Supplied passage:
========

By: Tracy Piner

Deviated Septum and Sleep Apnea: What To Know

An estimated 80% of us have a misalignment in the nose that makes one nasal cavity larger than the other. 1 A severe misalignment – called a deviated septum – can make breathing difficult and affect your sleep apnea treatment, especially if you have nasal allergies. So it’s important to find out if you have one and whether you need treatment.

What is a deviated septum and what causes it?

Your nasal septum is “deviated” when the bone and cartilage divides your nose into two severely uneven nasal cavities. People can develop a deviated septum at birth or as a result of injury.

How does a deviated septum affect my CPAP treatment?

As we shared in our post on CPAP and summer allergies: If you have the “trifecta” of deviated septum, environmental allergies, and a nasal pillows CPAP mask, talk to your doctor about whether a nasal or full face mask would work better for you during allergy season.

Can a deviated septum cause sleep apnea?

No. Some online medical sources claim that a deviated septum can cause sleep apnea by restricting the nasal passage to your upper airway. But what actually happens in these cases is: The patient already has an obstruction in his/her airway, and the restricted nasal passage makes it worse. Apneas increase and symptoms are easier to notice. So if anything, a deviated septum can help reveal sleep apnea in some patients, though it doesn’t cause the condition by itself.

Do I have a deviated septum?

Most people with a deviated septum don’t know they have one – mainly because they don’t notice or even have any symptoms. 2 Talk to your doctor if you’ve experienced any of these, especially on a frequent basis:

  • Obstruction of one or both nostrils
  • Nosebleeds
  • Noisy breathing during sleep
  • Awareness of the nasal cycle (meaning if you’re noticing when obstructions in your nasal cavity switch from one nostril to the other)
  • Preference for sleeping on a particular side 3

Your doctor can usually diagnose this by looking up your nose with a bright light to visually examine your septum. This test should be painless.

Of course these symptoms could be caused by other temporary or chronic conditions, so be confident in your diagnosis before starting treatment. WebMD even suggests having an ear, nose and throat (ENT) doctor verify your diagnosis first. 2

Should I treat my deviated septum?

Most deviated septums don’t require treatment. But if yours is to blame for constant nosebleeds or sinus infections, you should ask your doctor about the pros and cons of the following common treatment options:

  • An adhesive strip to keep your nasal passages open;
  • Medication, which only treat symptoms, not the condition itself (e.g. decongestants, antihistamines, nasal steroids); or
  • Surgery, called a septoplasty: A surgeon makes a small incision in the septum and straightens the nasal bone and cartilage to enable equal breathing out of both nostrils. While the side effects of this surgery are minor, be sure to discuss them with your doctor before having the procedure. Also, this procedure is usually not for children, since nasal cartilage grows until around age 18. 4

This blog post contains general information about medical conditions and potential treatments. It is not medical advice. If you have any medical questions, please consult your doctor.

========

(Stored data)
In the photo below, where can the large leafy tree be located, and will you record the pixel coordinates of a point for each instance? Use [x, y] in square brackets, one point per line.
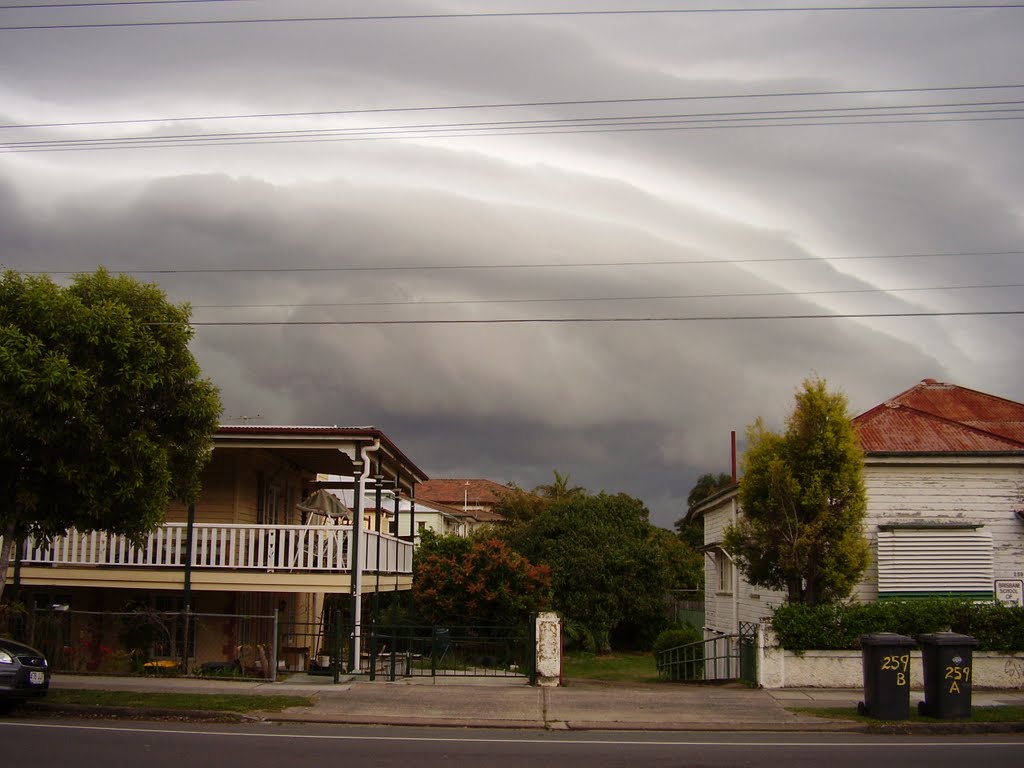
[803, 501]
[611, 569]
[104, 417]
[480, 581]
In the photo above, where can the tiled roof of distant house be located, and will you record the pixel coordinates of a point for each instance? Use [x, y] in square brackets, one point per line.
[933, 417]
[462, 493]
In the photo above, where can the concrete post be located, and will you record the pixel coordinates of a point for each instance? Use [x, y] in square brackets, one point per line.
[549, 649]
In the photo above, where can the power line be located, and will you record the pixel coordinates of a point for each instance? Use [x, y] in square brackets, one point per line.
[454, 133]
[110, 3]
[519, 14]
[595, 299]
[517, 104]
[574, 321]
[534, 265]
[508, 125]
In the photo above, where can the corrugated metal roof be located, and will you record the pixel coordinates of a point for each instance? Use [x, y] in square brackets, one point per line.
[934, 417]
[457, 493]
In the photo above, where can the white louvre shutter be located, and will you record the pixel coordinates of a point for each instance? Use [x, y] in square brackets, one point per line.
[935, 561]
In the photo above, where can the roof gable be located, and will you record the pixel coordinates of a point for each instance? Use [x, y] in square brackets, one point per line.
[933, 417]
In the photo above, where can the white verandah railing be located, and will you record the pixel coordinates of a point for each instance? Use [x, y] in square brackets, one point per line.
[320, 548]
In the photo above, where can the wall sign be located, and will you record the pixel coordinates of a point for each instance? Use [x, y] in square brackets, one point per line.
[1010, 591]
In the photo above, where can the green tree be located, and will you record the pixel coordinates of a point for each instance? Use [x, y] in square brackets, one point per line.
[690, 527]
[104, 417]
[482, 581]
[803, 501]
[610, 568]
[517, 506]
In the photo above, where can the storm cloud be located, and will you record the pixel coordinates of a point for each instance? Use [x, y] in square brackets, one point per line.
[502, 302]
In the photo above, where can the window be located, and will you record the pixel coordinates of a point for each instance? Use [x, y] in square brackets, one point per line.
[954, 560]
[724, 567]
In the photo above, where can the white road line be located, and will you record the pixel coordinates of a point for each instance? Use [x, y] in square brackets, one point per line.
[889, 744]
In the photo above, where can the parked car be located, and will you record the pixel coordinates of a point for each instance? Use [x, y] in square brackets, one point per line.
[24, 674]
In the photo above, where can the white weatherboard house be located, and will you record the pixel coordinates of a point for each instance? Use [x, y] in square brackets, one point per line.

========

Your tasks:
a) Duplicate the part of the deviated septum article that opens with the words containing "Your doctor can" and closes with "my deviated septum?".
b) According to the deviated septum article, about what age does nasal cartilage keep growing until?
The records have no connection to the article on deviated septum and sleep apnea.

Written responses:
a)
Your doctor can usually diagnose this by looking up your nose with a bright light to visually examine your septum. This test should be painless.

Of course these symptoms could be caused by other temporary or chronic conditions, so be confident in your diagnosis before starting treatment. WebMD even suggests having an ear, nose and throat (ENT) doctor verify your diagnosis first. 2

Should I treat my deviated septum?

b) Around age 18.